洞房花烛之夜,李莎异常地激动,在幸福的气氛中,她向新郎提出:“明,我还年轻,我想去上大学,不知……”她说到这里急忙停住话音。她意识到作为妻子,对丈夫是应该有所付出的。她亲眼看到李立三对工作兢兢业业,整天忙到深夜都不能休息。除了出版社的工作,还要主编《救国时报》,又是列宁党校的副教授,主讲经济理论方面的课程。她是应该多照顾和关心丈夫的。要是自己去上大学,不仅不能有更多的时间去照顾丈夫,反而需要丈夫来关照自己。想到此,她深感太冒昧了,也太自私了,所以,一句话只说了半截。
出乎意料的是,李立三十分果断而明确地回答说:“你上大学是好事嘛,我举双手赞成。知识是工作的资本,没有知识,怎么能搞革命呢?”为了支持李莎上大学,他们还商定暂时不生孩子。
婚后,李莎与李立三一直沉浸在小家庭的温馨之中。李立三感激李莎在他政治上失意、沦落异乡之际,给予他的爱抚和理解,他像大哥哥一样疼爱着李莎。而李莎则懂得自己是中国人的媳妇,丈夫是一位忠诚的共产党人,他的祖国尚处在水深火热之中,他们的家庭生活,必须服从于中国革命的大局。她全身心地做好家务,帮助他进一步提高俄文水平,以便让丈夫更能集中精力去完成党组织交给他的光荣任务,弥补以前工作中的过失。
李立三给她取了个中国名字:李莎(5)
半年后,李莎考上了莫斯科外国语师范学院法语系。正巧,李立三过去在法国生活过两年,法语水平虽然不算好,但也可同李莎进行交流。
从此,李莎便将自己的命运同李立三、同他的祖国——中国的革命和建设的命运紧紧地联系在一起了。
黑海之滨度蜜月(1)
李莎和李立三的共同生活是从1936年2月开始的,当年她22岁,两人婚后的生活是十分美满的。那时,她正在复习,准备考大学。白天,两人一个上班,一个上学;晚上,两人共居一隅,一个改稿,一个温书,偶尔相视一笑,那是多么温馨、多么幸福的一幕。

* [题目 a]:
请列出这段关于李莎与李立三婚后生活的摘录中提到的李立三所承担的各项工作。
文档摘录与列表彼此独立,内容互不相关。

* [所示列表]:
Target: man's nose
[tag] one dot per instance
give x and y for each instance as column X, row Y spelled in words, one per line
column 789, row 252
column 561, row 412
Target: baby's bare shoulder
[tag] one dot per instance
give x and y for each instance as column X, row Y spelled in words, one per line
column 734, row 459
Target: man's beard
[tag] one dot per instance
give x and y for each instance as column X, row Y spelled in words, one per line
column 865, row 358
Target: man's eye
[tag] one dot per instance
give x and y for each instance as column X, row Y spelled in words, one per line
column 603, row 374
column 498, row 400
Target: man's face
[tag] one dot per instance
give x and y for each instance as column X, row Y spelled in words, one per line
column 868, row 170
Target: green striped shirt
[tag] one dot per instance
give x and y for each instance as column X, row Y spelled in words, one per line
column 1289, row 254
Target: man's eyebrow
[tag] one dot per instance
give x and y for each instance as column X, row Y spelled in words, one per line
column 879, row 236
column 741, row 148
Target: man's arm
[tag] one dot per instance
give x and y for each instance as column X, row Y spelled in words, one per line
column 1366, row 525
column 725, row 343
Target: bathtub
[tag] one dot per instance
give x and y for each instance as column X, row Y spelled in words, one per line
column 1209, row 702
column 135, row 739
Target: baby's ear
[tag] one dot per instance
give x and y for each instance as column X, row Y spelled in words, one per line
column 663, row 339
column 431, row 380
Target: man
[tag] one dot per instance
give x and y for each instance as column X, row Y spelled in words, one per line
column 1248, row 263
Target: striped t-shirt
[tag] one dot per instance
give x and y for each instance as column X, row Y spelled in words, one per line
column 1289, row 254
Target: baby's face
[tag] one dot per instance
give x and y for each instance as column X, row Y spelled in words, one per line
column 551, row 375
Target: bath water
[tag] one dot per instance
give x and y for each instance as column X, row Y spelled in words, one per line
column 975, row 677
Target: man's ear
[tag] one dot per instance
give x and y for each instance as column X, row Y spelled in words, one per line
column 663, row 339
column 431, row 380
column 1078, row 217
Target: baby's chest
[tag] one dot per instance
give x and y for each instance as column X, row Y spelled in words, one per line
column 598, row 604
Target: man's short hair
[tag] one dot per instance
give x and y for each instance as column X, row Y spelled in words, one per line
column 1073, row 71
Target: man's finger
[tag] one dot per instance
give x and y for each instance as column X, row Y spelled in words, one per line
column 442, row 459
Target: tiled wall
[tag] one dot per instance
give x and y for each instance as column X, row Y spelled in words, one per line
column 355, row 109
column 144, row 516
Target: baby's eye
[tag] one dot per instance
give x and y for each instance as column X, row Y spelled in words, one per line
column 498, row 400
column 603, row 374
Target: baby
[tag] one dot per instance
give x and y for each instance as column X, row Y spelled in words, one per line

* [题目 b]:
在列表中,从包含“Target: baby's chest”的那一行起直到列表末尾,把“one dot per instance”替换为“one point per instance”,其余一律不变,只给出这些行。

* [完整输出 a]:
出版社的工作;主编《救国时报》;担任列宁党校的副教授,主讲经济理论方面的课程。

* [完整输出 b]:
Target: baby's chest
[tag] one point per instance
give x and y for each instance as column X, row Y spelled in words, one per line
column 598, row 604
Target: man's short hair
[tag] one point per instance
give x and y for each instance as column X, row Y spelled in words, one per line
column 1073, row 71
Target: man's finger
[tag] one point per instance
give x and y for each instance as column X, row Y spelled in words, one per line
column 442, row 459
Target: tiled wall
[tag] one point per instance
give x and y for each instance as column X, row Y spelled in words, one per line
column 355, row 109
column 144, row 516
Target: baby's eye
[tag] one point per instance
give x and y for each instance as column X, row Y spelled in words, one per line
column 498, row 400
column 603, row 374
Target: baby
[tag] one point per instance
give x and y for each instance as column X, row Y spelled in words, one per line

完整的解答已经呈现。